[Provided data]:
▼▼▼
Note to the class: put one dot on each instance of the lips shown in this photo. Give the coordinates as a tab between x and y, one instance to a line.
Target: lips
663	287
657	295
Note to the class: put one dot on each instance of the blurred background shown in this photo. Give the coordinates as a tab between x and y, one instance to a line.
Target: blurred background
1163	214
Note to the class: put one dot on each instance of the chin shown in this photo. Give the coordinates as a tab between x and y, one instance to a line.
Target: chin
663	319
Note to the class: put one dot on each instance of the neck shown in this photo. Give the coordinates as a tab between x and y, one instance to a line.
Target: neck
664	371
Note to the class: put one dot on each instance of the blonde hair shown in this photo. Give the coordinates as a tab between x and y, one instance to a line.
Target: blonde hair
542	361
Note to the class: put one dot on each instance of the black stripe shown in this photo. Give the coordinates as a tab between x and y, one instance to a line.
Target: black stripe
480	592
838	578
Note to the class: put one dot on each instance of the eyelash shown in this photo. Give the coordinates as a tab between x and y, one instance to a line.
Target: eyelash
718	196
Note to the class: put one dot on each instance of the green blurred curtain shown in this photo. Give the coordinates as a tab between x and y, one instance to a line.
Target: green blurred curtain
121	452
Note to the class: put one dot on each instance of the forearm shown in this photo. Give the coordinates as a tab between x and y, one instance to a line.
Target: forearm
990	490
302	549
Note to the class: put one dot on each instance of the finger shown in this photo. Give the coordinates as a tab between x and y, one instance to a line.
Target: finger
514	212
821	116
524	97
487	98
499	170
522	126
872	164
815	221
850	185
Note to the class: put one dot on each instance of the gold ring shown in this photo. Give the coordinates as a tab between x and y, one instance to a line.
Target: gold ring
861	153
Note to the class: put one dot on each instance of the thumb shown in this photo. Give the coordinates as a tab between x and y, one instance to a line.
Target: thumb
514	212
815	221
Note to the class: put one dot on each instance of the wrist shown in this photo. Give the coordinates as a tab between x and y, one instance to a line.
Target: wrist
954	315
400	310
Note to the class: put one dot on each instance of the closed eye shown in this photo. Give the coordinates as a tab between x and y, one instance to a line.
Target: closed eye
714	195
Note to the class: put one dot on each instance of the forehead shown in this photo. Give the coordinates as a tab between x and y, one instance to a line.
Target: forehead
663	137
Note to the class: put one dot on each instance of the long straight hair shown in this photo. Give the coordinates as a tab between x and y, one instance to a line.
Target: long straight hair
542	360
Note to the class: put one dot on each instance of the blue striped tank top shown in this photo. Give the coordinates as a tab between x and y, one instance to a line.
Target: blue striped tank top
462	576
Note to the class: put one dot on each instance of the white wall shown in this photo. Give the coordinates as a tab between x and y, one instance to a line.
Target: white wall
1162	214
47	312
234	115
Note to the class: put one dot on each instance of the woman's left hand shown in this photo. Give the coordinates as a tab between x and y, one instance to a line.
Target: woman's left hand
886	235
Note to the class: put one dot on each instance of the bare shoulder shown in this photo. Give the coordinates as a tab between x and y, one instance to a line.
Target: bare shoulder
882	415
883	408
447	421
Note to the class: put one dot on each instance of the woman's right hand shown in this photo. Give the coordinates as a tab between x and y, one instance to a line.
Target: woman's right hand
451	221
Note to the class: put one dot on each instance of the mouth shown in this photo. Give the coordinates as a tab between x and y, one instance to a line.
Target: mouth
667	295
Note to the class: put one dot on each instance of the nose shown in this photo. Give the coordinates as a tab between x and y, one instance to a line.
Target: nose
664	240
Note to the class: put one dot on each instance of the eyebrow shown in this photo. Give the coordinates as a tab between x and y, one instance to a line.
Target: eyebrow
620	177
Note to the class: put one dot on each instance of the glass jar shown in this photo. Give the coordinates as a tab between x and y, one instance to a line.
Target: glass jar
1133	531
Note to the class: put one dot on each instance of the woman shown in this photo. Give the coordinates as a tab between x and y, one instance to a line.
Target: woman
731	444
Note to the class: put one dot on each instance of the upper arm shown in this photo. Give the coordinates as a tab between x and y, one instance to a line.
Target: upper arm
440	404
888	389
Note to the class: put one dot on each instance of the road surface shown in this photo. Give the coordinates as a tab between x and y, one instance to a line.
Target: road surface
▲▲▲
[What to work on]: Reproduce exactly the line containing "of the eyebrow" and every line after it through the end of the records above, and nothing else.

[Reply to the exercise]:
Note to the class: put one dot on each instance of the eyebrow shown in this photo. Give the coordinates as a tab between x and y, one instance to a line.
Target: eyebrow
620	177
Note to the class: put one dot on each instance of the glass jar shown in this photo. Give the coordinates as a tab between x and y, one instance to a line.
Target: glass jar
1133	531
Note to the class: put one dot on each instance of the woman shown in this photo. Give the coordinates as a tab between x and y, one instance to a line.
Target: woman
731	444
Note to the class: put one dot on each instance of the upper arm shown in this photo. Give the coordinates as a tab between x and y, one instance to a line.
Target: upper arm
440	404
888	389
Note to the class: put one dot on each instance of the road surface shown in this photo. Give the coordinates as a tab between x and y, one instance to a line.
Target: road surface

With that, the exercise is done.